■ Text shown
================

Jean-François Lafont
Other Information:
Information on my upcoming travel plans can be found here.
During the next year, I will be teaching the Math 866-867-868 sequence, which is a year long
course in
RESEARCH INTERESTS:
My research focuses on the interplay between geometry, topology, and
group theory, particularly in the presence of non-positive curvature.
Here are all of my completed projects (in reverse
chronological order). The work done here is partly supported by the National Science
Foundation under grant DMS-0606002 (2006-2009), and by an Alfred P. Sloan Research
Fellowship (2008-2010).
Submitted papers:
(Last Update: April 3rd, 2008)
- Splitting formulas for certain Waldhausen Nil-groups,
(joint with I. Ortiz), pdf.
12 pages as a preprint.
For a group G that splits as an amalgamation of A and B over a common subgroup C, there is an associated Waldhausen Nil-group, measuring the "failure" of Mayer-Vietoris for algebraic K-theory. Assume that (1) the amalgamation is acylindrical, and (2) the groups A,B,G satisfy the Farrell-Jones isomorphism conjecture. Then we show that the Waldhausen Nil-group splits as a direct sum of Nil-groups associated to certain (explicitly describable) infinite virtually cyclic subgroups of G. We
note that a special case of an acylindrical amalgamation includes any amalgamation over a finite
group. Taken in combination with recent work by several mathematicians (J. Davis, Q. Khan, A. Ranicki, H. Reich, and F. Quinn), this completely reduces (modulo the FJ-isomorphism conjecture) the computation of Waldhausen Nil-groups associated to acylindrical amalgamations to the considerably easier computation of Farrell Nil-groups associated with various virtually cyclic subgroups.
Papers being revised:
(Last Update: April 3rd, 2008)
These papers are complete, but are currently being revised in order to improve the
results they contain. Be aware that the results in these papers, while correct,
are definitely not optimal. I also include [in brackets] the improvements
I believe can be done on the existing results (and which are currently being worked on).
- Asymptotic cones, bi-Lipschitz ultraflats, and the geometric rank of geodesics,
(joint with S. Francaviglia),
pdf. 35 pages as a preprint.
Given a geodesic inside a simply-connected, complete, non-positively curved Riemannian (NPCR) manifold M, we get an associated geodesic inside the asymptotic cone Cone(M). Under mild hypotheses, we show that if the latter is contained inside a bi-Lipschitz flat, then the original geodesic supports a non-trivial, orthogonal, parallel Jacobi field. As applications we obtain (1) constraints on the behavior of quasi-isometries
between complete, simply connected, NPCR manifolds,
and (2) constraints on the NPCR metrics supported
by certain manifolds, and (3) a correspondence between metric splittings
of complete, simply connected NPCR manifolds, and metric splittings of
its asymptotic cones. Furthermore, combining our results with the
Ballmann, Burns-Spatzier rank rigidity theorem and the classic Mostow rigidity,
we also obtain (4) a new proof of Gromov's rigidity theorem
for higher rank locally symmetric spaces.

================

Point-based annotation data:
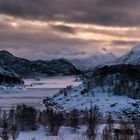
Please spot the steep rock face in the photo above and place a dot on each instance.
(26, 68)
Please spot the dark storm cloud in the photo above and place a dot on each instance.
(104, 12)
(63, 28)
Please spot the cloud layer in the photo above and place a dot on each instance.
(46, 27)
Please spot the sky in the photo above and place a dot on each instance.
(48, 29)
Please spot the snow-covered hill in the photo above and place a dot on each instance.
(27, 69)
(8, 77)
(132, 57)
(99, 58)
(113, 89)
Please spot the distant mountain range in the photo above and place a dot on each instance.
(27, 69)
(99, 58)
(132, 57)
(12, 67)
(9, 77)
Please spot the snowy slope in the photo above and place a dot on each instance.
(30, 69)
(113, 89)
(94, 60)
(105, 101)
(132, 57)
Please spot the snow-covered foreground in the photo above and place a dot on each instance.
(105, 101)
(39, 90)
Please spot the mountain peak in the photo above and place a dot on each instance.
(136, 47)
(4, 52)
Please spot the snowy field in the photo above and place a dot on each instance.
(36, 91)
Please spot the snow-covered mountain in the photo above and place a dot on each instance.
(26, 68)
(113, 89)
(132, 57)
(99, 58)
(8, 77)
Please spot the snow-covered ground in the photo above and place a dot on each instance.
(34, 95)
(105, 101)
(56, 82)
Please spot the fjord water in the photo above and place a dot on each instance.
(36, 91)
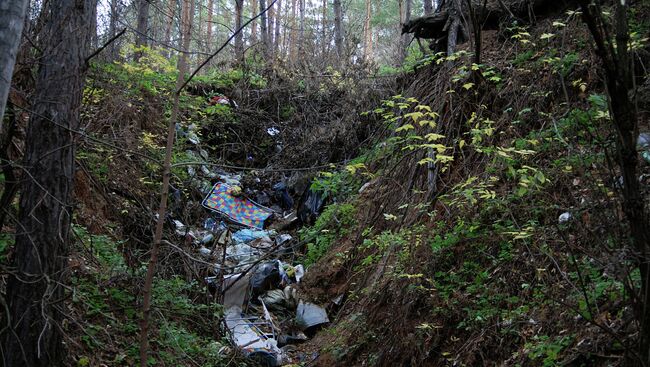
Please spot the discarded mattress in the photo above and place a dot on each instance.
(238, 209)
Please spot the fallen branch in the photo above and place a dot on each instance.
(96, 52)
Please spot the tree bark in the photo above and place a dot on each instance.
(428, 7)
(301, 31)
(271, 27)
(112, 30)
(278, 20)
(186, 30)
(618, 68)
(324, 29)
(264, 32)
(239, 40)
(12, 15)
(405, 16)
(171, 12)
(208, 31)
(368, 32)
(254, 8)
(293, 38)
(338, 29)
(143, 26)
(35, 289)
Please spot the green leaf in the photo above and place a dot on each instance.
(404, 127)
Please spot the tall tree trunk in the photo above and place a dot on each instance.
(239, 40)
(112, 30)
(12, 15)
(271, 27)
(264, 29)
(292, 44)
(324, 29)
(254, 25)
(338, 29)
(208, 35)
(143, 25)
(94, 38)
(186, 30)
(171, 13)
(278, 20)
(301, 31)
(619, 77)
(428, 7)
(35, 288)
(405, 16)
(368, 32)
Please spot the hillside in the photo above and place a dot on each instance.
(445, 211)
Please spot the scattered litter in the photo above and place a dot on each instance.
(254, 336)
(643, 143)
(192, 136)
(205, 251)
(281, 299)
(293, 338)
(286, 202)
(338, 300)
(266, 277)
(310, 315)
(210, 224)
(300, 272)
(207, 238)
(285, 237)
(564, 217)
(238, 209)
(365, 186)
(232, 180)
(247, 235)
(311, 204)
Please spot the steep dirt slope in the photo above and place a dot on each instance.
(518, 255)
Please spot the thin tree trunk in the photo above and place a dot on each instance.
(301, 31)
(254, 25)
(286, 29)
(112, 30)
(12, 15)
(186, 24)
(324, 29)
(428, 7)
(278, 20)
(208, 35)
(143, 26)
(618, 68)
(293, 41)
(171, 10)
(338, 29)
(271, 27)
(239, 40)
(264, 29)
(35, 287)
(368, 32)
(405, 16)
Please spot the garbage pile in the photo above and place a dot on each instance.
(253, 272)
(244, 235)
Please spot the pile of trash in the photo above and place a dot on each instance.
(254, 276)
(251, 252)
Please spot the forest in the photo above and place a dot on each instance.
(324, 183)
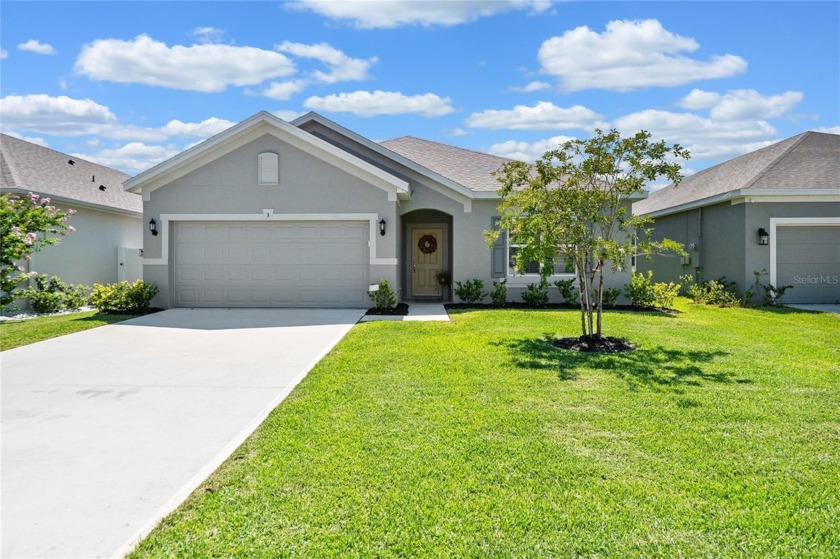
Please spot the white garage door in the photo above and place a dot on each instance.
(808, 258)
(271, 264)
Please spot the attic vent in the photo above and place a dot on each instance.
(267, 168)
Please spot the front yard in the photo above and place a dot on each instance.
(718, 437)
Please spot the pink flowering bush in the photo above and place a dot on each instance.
(27, 224)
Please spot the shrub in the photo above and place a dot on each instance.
(611, 296)
(470, 291)
(52, 295)
(536, 294)
(123, 296)
(568, 291)
(499, 293)
(384, 297)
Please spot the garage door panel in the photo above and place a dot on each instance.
(808, 258)
(284, 264)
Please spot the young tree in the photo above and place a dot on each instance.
(27, 224)
(571, 205)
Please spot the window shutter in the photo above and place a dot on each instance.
(267, 168)
(498, 254)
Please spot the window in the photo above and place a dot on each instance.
(267, 168)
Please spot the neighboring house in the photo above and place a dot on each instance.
(277, 214)
(105, 247)
(786, 195)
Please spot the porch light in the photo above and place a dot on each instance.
(763, 236)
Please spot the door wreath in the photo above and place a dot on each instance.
(427, 244)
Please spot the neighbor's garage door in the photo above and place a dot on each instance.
(808, 258)
(280, 264)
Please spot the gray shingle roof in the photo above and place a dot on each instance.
(468, 168)
(808, 161)
(29, 167)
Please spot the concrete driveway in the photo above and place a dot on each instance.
(106, 431)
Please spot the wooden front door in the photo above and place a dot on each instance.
(426, 261)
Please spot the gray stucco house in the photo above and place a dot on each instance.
(105, 246)
(775, 209)
(310, 214)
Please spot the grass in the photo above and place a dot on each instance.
(18, 333)
(718, 437)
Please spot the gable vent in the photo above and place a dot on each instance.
(267, 168)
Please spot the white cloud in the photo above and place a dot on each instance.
(131, 158)
(393, 13)
(741, 103)
(532, 86)
(373, 103)
(33, 45)
(31, 139)
(542, 116)
(206, 67)
(342, 67)
(629, 55)
(525, 151)
(282, 91)
(208, 35)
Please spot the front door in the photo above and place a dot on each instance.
(426, 261)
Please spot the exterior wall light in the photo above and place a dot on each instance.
(763, 236)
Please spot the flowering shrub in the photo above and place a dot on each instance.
(27, 224)
(52, 295)
(123, 296)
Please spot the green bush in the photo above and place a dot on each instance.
(384, 297)
(470, 291)
(52, 295)
(643, 292)
(568, 291)
(499, 293)
(123, 296)
(536, 294)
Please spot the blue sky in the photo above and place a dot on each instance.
(129, 84)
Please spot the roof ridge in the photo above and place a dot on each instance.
(769, 167)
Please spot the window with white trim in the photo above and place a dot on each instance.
(267, 168)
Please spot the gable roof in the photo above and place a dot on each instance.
(250, 129)
(27, 167)
(808, 163)
(472, 169)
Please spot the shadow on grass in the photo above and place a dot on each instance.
(654, 367)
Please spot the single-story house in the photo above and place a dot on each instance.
(775, 210)
(106, 244)
(309, 213)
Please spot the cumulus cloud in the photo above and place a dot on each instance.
(204, 67)
(341, 67)
(532, 86)
(131, 158)
(542, 116)
(394, 13)
(630, 55)
(374, 103)
(525, 151)
(33, 45)
(741, 103)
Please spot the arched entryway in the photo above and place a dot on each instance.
(427, 255)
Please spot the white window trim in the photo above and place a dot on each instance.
(267, 215)
(776, 222)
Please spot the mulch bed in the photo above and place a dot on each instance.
(604, 344)
(400, 310)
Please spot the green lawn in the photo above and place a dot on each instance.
(17, 333)
(718, 437)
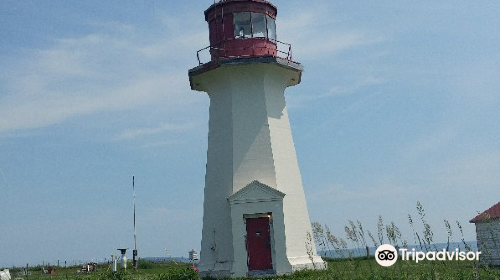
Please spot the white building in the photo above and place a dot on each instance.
(255, 218)
(488, 235)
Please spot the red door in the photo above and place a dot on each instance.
(259, 244)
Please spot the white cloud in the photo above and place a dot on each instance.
(148, 131)
(93, 73)
(314, 34)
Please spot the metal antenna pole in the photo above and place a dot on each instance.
(134, 252)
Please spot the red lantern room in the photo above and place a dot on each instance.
(243, 28)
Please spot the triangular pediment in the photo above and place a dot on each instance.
(256, 192)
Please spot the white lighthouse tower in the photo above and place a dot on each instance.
(255, 214)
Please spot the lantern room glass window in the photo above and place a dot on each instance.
(254, 25)
(271, 28)
(259, 25)
(242, 25)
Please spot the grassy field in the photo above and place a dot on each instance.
(349, 269)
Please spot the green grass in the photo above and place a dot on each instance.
(348, 269)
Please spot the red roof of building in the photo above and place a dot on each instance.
(493, 212)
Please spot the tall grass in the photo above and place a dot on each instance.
(365, 267)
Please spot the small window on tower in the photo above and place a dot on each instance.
(242, 25)
(259, 25)
(271, 28)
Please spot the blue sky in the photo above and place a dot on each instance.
(398, 104)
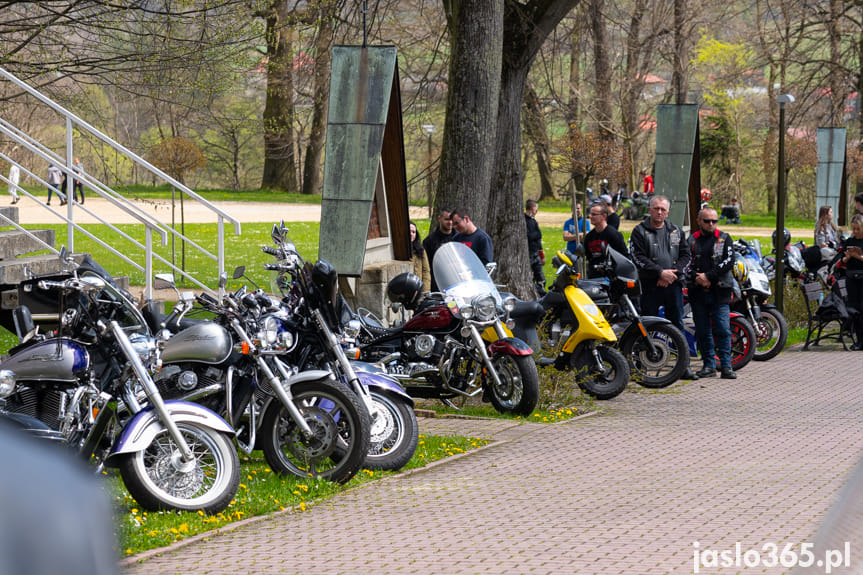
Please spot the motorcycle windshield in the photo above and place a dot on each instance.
(460, 274)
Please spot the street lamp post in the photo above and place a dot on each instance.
(780, 204)
(429, 129)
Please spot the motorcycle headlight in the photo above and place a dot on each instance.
(740, 271)
(270, 332)
(7, 383)
(352, 329)
(486, 307)
(509, 304)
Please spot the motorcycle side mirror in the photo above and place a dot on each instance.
(163, 281)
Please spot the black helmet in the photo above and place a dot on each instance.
(787, 236)
(405, 289)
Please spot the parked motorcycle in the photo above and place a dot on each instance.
(579, 336)
(87, 385)
(311, 298)
(441, 352)
(743, 338)
(751, 293)
(657, 351)
(307, 423)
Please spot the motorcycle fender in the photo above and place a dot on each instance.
(383, 383)
(647, 320)
(592, 325)
(509, 346)
(143, 427)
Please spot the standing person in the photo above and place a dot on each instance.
(441, 235)
(534, 245)
(600, 236)
(53, 181)
(647, 182)
(710, 287)
(77, 185)
(473, 237)
(574, 229)
(422, 269)
(853, 258)
(613, 218)
(661, 254)
(825, 230)
(14, 178)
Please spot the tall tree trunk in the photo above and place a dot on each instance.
(526, 27)
(323, 58)
(476, 37)
(279, 156)
(602, 70)
(679, 80)
(534, 125)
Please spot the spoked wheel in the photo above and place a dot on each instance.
(339, 439)
(771, 332)
(394, 432)
(518, 391)
(158, 478)
(604, 383)
(742, 343)
(663, 365)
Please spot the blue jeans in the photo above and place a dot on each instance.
(707, 313)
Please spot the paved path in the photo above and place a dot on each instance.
(757, 460)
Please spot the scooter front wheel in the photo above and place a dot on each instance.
(666, 364)
(605, 383)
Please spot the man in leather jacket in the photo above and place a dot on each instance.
(710, 288)
(660, 252)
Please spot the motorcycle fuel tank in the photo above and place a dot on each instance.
(434, 317)
(51, 360)
(203, 343)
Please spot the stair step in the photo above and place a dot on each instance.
(14, 271)
(14, 243)
(10, 212)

================

From the research page, extract the passage starting with "Here are all" and going on through "Fellowship (2008-2010).".

Here are all of my completed projects (in reverse
chronological order). The work done here is partly supported by the National Science
Foundation under grant DMS-0606002 (2006-2009), and by an Alfred P. Sloan Research
Fellowship (2008-2010).